■ **GOAL**: In the listing below, reproduce only the lines starting with the line that contains "the white wooden" and going on through the line that contains "point(443, 153)", with "decorative throw pillow" swapped for "accent cushion" and nothing else altered.

_ _ _

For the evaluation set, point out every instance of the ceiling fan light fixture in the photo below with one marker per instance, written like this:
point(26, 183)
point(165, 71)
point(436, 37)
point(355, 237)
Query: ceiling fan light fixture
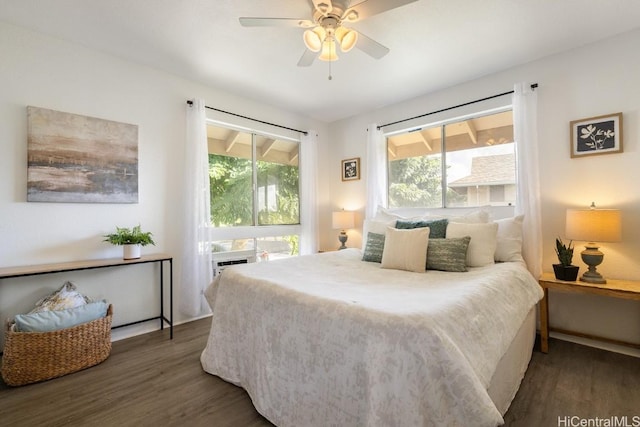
point(313, 39)
point(351, 16)
point(328, 51)
point(346, 38)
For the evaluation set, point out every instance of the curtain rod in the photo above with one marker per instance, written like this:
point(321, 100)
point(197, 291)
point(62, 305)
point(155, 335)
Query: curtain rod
point(249, 118)
point(533, 86)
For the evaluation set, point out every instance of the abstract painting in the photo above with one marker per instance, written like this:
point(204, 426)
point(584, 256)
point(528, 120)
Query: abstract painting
point(80, 159)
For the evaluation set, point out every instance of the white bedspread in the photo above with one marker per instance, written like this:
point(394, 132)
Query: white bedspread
point(328, 340)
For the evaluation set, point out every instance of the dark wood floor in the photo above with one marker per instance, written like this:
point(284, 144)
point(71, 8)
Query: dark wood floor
point(153, 381)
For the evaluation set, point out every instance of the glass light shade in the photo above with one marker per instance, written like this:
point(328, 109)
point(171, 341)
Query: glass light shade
point(342, 220)
point(593, 225)
point(313, 39)
point(328, 51)
point(346, 38)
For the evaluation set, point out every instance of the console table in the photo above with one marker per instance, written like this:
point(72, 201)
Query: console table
point(34, 270)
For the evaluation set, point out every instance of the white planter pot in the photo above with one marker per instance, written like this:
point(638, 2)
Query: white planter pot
point(131, 251)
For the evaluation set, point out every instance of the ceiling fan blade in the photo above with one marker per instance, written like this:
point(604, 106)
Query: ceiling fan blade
point(307, 58)
point(371, 47)
point(368, 8)
point(275, 22)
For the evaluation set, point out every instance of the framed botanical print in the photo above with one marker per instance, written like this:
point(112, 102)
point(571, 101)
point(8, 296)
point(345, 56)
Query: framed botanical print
point(596, 135)
point(351, 169)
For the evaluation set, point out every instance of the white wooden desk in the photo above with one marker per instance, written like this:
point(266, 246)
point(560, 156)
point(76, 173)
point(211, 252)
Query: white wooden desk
point(34, 270)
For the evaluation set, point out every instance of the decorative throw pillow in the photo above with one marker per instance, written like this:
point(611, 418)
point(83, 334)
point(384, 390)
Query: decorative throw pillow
point(45, 321)
point(448, 254)
point(482, 246)
point(374, 226)
point(405, 249)
point(65, 297)
point(438, 227)
point(373, 249)
point(509, 239)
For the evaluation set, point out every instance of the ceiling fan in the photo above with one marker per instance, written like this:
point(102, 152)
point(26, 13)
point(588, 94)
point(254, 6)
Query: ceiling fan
point(325, 29)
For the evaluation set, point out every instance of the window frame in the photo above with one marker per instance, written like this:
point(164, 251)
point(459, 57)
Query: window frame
point(256, 230)
point(443, 153)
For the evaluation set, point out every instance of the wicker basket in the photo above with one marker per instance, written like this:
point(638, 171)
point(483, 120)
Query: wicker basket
point(30, 357)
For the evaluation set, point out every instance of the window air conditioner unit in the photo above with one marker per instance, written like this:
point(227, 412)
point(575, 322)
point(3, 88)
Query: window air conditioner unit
point(227, 259)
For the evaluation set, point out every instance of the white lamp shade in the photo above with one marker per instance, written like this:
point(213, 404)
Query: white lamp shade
point(594, 225)
point(346, 38)
point(328, 51)
point(313, 39)
point(342, 220)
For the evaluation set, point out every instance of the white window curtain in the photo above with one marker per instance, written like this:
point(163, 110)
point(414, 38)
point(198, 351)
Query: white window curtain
point(196, 271)
point(376, 168)
point(308, 193)
point(525, 104)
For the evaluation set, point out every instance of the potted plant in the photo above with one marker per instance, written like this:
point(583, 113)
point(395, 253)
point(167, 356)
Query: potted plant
point(131, 239)
point(564, 270)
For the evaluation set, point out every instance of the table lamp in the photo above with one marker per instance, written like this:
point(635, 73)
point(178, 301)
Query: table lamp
point(342, 220)
point(593, 225)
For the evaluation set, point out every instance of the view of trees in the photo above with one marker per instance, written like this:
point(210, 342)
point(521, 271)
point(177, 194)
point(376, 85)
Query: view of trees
point(417, 182)
point(232, 195)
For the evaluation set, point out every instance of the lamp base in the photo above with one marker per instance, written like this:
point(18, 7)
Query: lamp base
point(343, 239)
point(592, 257)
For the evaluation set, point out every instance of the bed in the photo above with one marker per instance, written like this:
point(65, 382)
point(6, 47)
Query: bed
point(332, 340)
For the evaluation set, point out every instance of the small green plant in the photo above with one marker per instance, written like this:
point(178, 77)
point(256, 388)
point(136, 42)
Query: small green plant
point(564, 252)
point(130, 236)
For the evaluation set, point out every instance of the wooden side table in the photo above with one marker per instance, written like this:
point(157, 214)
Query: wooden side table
point(625, 289)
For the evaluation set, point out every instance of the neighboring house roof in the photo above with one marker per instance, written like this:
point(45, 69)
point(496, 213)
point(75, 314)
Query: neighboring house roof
point(489, 170)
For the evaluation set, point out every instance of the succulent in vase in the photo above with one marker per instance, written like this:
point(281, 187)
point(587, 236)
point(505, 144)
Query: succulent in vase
point(565, 270)
point(131, 239)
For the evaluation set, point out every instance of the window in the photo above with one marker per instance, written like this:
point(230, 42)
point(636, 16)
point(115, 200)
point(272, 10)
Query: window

_ _ _

■ **ANSWER TO THE EXERCISE**:
For the evaluation set, point out every instance of the white wooden desk in the photo above with one marker per instance, written like this:
point(266, 246)
point(560, 156)
point(76, 173)
point(211, 252)
Query: white wooden desk
point(34, 270)
For the evaluation set, point out every instance of the accent cushion in the photo above with one marker per instance, written like this:
point(611, 418)
point(83, 334)
point(384, 390)
Query: accent cushion
point(45, 321)
point(448, 254)
point(482, 246)
point(374, 226)
point(405, 249)
point(65, 297)
point(438, 227)
point(373, 249)
point(509, 239)
For the evaluation set, point out every instance of the ceiling fan in the photo above with one marker per instance, written like this:
point(102, 152)
point(26, 13)
point(588, 94)
point(254, 6)
Query: ceiling fan
point(325, 29)
For the evaluation set, point out every instance of the window frame in the photo above with one marker per instance, written like this:
point(164, 251)
point(459, 57)
Query: window frame
point(256, 230)
point(443, 153)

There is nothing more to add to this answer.